**RAW DATA**
################
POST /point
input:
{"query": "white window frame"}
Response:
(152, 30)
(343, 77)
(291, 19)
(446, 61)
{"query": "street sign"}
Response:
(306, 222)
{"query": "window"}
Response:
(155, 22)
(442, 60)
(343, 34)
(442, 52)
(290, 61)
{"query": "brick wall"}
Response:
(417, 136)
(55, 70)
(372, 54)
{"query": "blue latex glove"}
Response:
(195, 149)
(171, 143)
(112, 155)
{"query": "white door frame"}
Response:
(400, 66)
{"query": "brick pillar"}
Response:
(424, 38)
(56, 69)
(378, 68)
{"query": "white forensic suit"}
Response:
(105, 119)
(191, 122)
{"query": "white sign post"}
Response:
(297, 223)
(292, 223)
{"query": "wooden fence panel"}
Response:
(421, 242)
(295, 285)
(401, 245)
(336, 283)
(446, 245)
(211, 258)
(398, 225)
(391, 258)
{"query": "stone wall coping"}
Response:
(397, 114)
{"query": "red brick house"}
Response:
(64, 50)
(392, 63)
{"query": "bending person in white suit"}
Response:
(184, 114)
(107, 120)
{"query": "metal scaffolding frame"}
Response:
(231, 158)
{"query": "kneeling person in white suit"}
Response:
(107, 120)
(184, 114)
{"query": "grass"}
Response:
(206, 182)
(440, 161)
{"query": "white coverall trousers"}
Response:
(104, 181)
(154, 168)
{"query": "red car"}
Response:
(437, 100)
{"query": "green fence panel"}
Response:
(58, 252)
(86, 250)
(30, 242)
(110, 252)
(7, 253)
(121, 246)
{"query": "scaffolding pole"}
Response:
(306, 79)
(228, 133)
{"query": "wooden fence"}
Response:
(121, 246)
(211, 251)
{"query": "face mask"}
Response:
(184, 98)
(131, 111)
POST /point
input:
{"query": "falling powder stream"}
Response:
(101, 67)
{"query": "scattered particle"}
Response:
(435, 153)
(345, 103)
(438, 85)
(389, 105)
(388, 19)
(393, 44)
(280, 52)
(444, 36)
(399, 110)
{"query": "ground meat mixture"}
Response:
################
**YOUR TASK**
I need each of the entries above printed again exactly.

**ANSWER BELOW**
POST /point
input:
{"query": "white window frame"}
Response:
(152, 30)
(343, 77)
(291, 19)
(446, 61)
{"query": "street sign"}
Response:
(306, 222)
{"query": "window"}
Response:
(155, 22)
(442, 60)
(343, 34)
(442, 52)
(290, 61)
{"query": "brick wall"}
Response:
(417, 136)
(55, 70)
(372, 54)
{"query": "blue latex glove"}
Response:
(195, 149)
(171, 143)
(112, 155)
{"query": "white door frame"}
Response:
(400, 66)
{"query": "brick pillar"}
Response:
(424, 38)
(56, 69)
(378, 68)
{"query": "white forensic suit"}
Response:
(105, 119)
(191, 122)
{"query": "white sign post"}
Response:
(297, 223)
(292, 223)
{"query": "wooden fence panel"}
Response:
(421, 242)
(295, 285)
(401, 245)
(336, 283)
(446, 245)
(211, 258)
(398, 225)
(391, 258)
{"query": "stone wall coping"}
Response:
(397, 114)
{"query": "red brick house"}
Response:
(64, 50)
(392, 63)
{"query": "bending person in white suit"}
Response:
(184, 114)
(107, 120)
{"query": "metal scaffolding frame"}
Response:
(231, 158)
{"query": "kneeling person in white suit"}
Response:
(107, 120)
(184, 114)
{"query": "grass"}
Response:
(206, 182)
(440, 161)
{"query": "white coverall trousers"}
Response:
(104, 181)
(154, 168)
{"query": "red car"}
Response:
(437, 100)
{"query": "green fence panel"}
Response:
(58, 252)
(86, 250)
(30, 242)
(110, 252)
(7, 253)
(121, 246)
{"query": "scaffolding pole"}
Response:
(306, 79)
(228, 133)
{"query": "wooden fence"}
Response:
(121, 246)
(211, 251)
{"query": "face mask"}
Response:
(184, 98)
(131, 111)
POST /point
input:
{"query": "falling powder stream"}
Response:
(101, 67)
{"query": "scattered particle"}
Response:
(435, 153)
(345, 103)
(438, 85)
(389, 105)
(388, 19)
(393, 44)
(280, 52)
(444, 36)
(399, 110)
{"query": "ground meat mixture"}
Response:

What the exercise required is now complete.